• _EXTRACT TO READ_
════════════════════

To specify these parameters, we will utilize variable support in the MPSGraph. Variables retain values across graph runs, so you do not need to pass these as inputs to the graph for each iteration.
To create a variable, we call the variable method on the graph, providing initial values, shape, and an element dataType.
Now that we have our parameters to train, let's specify our forward pass, which also happens to be the inference network for our model.
First up, we look at how to create a convolution layer.
Convolution layer is the workhorse of the neural network, where most of the computation occurs, and the MPSGraphConvolution layer supports numerous variants.
To create a convolution layer, we first create a convolution descriptor.
Next, we pass this descriptor to the convolution method on the graph.
We support numerous padding styles on our convolution.
Developers can explicitly set padding in height and width or use convenience padding modes SAME and VALID, which apply padding exactly like TensorFlow.
Sometimes tensor dimensions have a semantic meaning attached to them for convenience.
This is where MPSGraph TensorNamedDataLayout helps. It conveys which dimension corresponds to what name, like batch, channel, height or width.
MPSGraph supports NCHW and NHWC formats, which are commonly used for image data in TensorFlow and PyTorch.
Weights can also be specified in multiple formats like the OIHW format, which has been used in MPS, or the HWIO format used by third-party frameworks like TensorFlow.
When it comes to passing the values of our weight variables to the convolution, we would utilize the readVariable operation. It returns a tensor representing the value of the variable at this point during the execution of the graph.
In our training network, we read the weights variable and pass the returned tensor to the convolution.
The convolution layer will use the shape of the weights tensor passed in to infer kernel sizes and number of output feature channels.
MPSGraph provides the convenience of not needing to explicitly call the readVariable operation. If the variable tensor is directly passed to any operation, the graph will implicitly add readVariable operations for your convenience.
For the bias after the convolution, we will call the add node, which implicitly supports broadcasting.
For nonlinearity, we apply the rectified Linear Unit function, which is a commonly used activation.

════════════════════

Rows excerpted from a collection
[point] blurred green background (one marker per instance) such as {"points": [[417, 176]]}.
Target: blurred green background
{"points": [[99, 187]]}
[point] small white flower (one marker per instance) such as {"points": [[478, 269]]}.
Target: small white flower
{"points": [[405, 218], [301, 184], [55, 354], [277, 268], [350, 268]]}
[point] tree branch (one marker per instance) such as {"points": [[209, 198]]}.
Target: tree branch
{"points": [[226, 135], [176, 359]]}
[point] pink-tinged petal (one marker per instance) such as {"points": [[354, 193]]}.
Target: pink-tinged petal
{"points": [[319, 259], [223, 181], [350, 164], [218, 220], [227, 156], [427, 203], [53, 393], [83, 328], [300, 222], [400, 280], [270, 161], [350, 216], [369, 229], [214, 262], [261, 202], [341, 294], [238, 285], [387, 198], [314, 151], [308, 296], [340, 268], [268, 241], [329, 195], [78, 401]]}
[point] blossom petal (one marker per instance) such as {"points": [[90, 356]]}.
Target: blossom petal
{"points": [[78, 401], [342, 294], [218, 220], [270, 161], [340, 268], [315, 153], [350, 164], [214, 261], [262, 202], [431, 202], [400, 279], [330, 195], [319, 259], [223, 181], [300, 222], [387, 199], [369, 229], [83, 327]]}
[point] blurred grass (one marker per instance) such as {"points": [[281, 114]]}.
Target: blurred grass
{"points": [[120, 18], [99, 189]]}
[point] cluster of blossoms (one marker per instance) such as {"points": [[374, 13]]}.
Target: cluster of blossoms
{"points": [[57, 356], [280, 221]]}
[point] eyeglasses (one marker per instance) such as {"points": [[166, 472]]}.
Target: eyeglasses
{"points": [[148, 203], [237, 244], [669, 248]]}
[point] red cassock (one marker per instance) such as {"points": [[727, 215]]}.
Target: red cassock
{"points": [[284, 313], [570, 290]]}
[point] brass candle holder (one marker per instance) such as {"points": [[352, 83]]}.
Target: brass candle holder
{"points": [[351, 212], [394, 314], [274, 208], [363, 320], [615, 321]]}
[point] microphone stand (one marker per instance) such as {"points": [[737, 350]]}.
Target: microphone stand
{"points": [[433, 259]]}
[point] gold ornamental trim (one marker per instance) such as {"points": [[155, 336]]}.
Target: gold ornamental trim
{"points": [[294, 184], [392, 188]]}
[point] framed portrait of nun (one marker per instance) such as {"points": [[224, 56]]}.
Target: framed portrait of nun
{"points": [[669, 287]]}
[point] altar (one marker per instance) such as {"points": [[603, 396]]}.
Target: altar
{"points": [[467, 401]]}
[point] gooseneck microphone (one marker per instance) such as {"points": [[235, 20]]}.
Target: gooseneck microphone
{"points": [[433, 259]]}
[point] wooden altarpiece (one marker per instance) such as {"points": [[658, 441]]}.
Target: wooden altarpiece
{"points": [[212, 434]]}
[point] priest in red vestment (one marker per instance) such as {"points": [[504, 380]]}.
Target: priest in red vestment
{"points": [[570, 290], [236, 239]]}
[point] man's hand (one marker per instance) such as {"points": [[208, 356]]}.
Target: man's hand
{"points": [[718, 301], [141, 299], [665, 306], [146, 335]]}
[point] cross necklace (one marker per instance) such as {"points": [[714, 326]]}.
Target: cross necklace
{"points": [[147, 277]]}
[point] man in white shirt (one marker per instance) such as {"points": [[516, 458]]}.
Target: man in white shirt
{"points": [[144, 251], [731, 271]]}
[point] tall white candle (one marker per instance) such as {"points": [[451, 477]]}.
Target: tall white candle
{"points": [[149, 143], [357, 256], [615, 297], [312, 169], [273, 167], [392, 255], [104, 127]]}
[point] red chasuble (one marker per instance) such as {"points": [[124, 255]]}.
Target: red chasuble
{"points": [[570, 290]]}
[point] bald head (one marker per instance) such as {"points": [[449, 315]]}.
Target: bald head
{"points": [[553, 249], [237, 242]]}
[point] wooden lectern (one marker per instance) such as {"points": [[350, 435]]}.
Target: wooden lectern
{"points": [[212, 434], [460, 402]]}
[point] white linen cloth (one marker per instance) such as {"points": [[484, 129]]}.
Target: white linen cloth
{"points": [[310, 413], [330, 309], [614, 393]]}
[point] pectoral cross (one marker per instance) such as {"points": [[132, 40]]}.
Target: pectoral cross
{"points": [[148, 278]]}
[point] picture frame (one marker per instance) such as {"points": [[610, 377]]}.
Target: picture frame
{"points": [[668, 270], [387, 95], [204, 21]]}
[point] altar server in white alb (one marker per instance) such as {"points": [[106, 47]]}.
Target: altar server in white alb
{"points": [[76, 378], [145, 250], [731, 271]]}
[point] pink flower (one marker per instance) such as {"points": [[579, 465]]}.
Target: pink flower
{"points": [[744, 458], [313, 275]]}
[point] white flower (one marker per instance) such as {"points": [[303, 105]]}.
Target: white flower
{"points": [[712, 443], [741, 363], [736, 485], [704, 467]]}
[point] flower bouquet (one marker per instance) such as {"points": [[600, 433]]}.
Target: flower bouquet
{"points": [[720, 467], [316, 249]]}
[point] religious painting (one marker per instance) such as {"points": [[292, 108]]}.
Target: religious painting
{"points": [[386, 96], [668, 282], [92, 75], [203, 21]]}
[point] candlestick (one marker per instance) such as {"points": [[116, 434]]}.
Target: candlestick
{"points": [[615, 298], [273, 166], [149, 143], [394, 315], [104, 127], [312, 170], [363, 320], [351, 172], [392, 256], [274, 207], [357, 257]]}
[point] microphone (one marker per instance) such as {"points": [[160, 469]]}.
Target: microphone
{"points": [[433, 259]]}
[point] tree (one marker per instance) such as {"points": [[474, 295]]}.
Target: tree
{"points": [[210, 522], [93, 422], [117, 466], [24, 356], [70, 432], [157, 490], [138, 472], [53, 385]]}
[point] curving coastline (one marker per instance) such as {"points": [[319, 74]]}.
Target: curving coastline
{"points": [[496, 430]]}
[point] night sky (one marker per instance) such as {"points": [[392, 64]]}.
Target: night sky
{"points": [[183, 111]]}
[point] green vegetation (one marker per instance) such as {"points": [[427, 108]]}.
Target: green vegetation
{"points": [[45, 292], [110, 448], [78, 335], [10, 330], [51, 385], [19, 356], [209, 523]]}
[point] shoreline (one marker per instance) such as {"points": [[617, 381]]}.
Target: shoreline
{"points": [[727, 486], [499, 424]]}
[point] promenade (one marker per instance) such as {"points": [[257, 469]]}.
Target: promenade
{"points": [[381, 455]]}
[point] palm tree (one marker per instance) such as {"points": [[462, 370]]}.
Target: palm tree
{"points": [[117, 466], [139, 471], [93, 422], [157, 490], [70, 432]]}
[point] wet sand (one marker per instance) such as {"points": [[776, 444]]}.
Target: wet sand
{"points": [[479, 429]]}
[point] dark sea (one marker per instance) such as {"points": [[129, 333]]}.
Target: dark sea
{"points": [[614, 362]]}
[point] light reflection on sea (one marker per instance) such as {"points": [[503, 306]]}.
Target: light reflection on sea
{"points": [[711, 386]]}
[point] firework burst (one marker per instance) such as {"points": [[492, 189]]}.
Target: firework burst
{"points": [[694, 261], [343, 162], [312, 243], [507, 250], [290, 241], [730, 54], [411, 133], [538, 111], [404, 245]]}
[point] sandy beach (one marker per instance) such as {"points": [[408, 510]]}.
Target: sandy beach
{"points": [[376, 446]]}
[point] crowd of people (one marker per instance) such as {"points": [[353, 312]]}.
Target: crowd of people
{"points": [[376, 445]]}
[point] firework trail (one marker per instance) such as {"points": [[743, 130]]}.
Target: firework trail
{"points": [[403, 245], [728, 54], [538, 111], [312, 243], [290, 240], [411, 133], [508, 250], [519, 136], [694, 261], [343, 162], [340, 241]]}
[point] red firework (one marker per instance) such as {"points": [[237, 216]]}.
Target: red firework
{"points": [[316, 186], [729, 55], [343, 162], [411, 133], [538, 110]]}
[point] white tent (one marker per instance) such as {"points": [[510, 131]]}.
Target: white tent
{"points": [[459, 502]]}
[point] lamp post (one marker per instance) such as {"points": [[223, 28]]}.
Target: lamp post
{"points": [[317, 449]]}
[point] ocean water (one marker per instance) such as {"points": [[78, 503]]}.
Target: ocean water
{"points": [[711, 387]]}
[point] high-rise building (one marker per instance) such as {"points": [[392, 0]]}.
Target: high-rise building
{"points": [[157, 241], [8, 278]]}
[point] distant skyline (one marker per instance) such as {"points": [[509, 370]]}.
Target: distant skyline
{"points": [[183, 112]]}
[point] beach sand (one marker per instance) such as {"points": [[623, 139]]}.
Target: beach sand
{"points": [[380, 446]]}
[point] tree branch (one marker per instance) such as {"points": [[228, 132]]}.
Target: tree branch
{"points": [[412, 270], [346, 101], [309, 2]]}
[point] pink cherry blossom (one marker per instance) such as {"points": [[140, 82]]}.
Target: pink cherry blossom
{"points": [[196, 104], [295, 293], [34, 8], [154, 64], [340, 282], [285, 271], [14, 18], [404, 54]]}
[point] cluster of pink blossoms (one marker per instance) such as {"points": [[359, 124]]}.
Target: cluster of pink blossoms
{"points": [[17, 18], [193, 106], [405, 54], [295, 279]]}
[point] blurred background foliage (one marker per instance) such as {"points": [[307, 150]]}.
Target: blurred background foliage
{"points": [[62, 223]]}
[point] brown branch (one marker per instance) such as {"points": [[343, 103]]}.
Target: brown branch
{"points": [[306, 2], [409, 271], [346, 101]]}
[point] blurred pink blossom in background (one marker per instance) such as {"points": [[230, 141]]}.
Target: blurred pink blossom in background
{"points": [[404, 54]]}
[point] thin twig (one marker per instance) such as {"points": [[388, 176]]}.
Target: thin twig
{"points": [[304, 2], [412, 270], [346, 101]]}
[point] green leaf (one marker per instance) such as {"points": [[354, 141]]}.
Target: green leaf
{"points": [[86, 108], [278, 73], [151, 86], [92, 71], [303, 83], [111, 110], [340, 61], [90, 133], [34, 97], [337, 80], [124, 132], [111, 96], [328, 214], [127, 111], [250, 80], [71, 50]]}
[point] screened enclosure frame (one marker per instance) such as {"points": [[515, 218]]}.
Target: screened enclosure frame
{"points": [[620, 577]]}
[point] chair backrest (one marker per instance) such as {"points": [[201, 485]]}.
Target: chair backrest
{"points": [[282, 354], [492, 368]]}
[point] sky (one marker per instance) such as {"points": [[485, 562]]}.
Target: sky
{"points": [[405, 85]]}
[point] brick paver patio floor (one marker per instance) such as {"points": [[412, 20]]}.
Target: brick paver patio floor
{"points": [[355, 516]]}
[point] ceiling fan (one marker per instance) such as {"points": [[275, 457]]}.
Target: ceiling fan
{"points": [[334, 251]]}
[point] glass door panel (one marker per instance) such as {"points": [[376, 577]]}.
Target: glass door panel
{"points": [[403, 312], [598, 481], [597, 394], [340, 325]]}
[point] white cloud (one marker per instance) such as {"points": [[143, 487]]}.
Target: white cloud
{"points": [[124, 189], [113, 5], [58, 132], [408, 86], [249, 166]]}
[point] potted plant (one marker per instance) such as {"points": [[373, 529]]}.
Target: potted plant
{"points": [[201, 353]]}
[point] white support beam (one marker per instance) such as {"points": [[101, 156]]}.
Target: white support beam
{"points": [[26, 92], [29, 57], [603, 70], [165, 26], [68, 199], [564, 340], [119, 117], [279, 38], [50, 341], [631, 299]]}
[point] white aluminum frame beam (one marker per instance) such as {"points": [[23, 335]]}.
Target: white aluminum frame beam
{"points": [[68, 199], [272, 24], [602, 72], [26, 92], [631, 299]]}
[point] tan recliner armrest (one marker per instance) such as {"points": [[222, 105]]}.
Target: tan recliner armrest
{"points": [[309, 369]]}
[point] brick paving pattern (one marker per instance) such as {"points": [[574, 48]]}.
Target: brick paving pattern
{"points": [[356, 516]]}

════════════════════

• _EXERCISE REQUIREMENTS_
• A. Transcribe the MPSGraph passage word for word, from start to finish.
• B. Extract each line of the rows that contains the word "patio".

• _EXERCISE ANSWERS_
• A.
To specify these parameters, we will utilize variable support in the MPSGraph. Variables retain values across graph runs, so you do not need to pass these as inputs to the graph for each iteration.
To create a variable, we call the variable method on the graph, providing initial values, shape, and an element dataType.
Now that we have our parameters to train, let's specify our forward pass, which also happens to be the inference network for our model.
First up, we look at how to create a convolution layer.
Convolution layer is the workhorse of the neural network, where most of the computation occurs, and the MPSGraphConvolution layer supports numerous variants.
To create a convolution layer, we first create a convolution descriptor.
Next, we pass this descriptor to the convolution method on the graph.
We support numerous padding styles on our convolution.
Developers can explicitly set padding in height and width or use convenience padding modes SAME and VALID, which apply padding exactly like TensorFlow.
Sometimes tensor dimensions have a semantic meaning attached to them for convenience.
This is where MPSGraph TensorNamedDataLayout helps. It conveys which dimension corresponds to what name, like batch, channel, height or width.
MPSGraph supports NCHW and NHWC formats, which are commonly used for image data in TensorFlow and PyTorch.
Weights can also be specified in multiple formats like the OIHW format, which has been used in MPS, or the HWIO format used by third-party frameworks like TensorFlow.
When it comes to passing the values of our weight variables to the convolution, we would utilize the readVariable operation. It returns a tensor representing the value of the variable at this point during the execution of the graph.
In our training network, we read the weights variable and pass the returned tensor to the convolution.
The convolution layer will use the shape of the weights tensor passed in to infer kernel sizes and number of output feature channels.
MPSGraph provides the convenience of not needing to explicitly call the readVariable operation. If the variable tensor is directly passed to any operation, the graph will implicitly add readVariable operations for your convenience.
For the bias after the convolution, we will call the add node, which implicitly supports broadcasting.
For nonlinearity, we apply the rectified Linear Unit function, which is a commonly used activation.

• B.
[point] brick paver patio floor (one marker per instance) such as {"points": [[412, 20]]}.
Target: brick paver patio floor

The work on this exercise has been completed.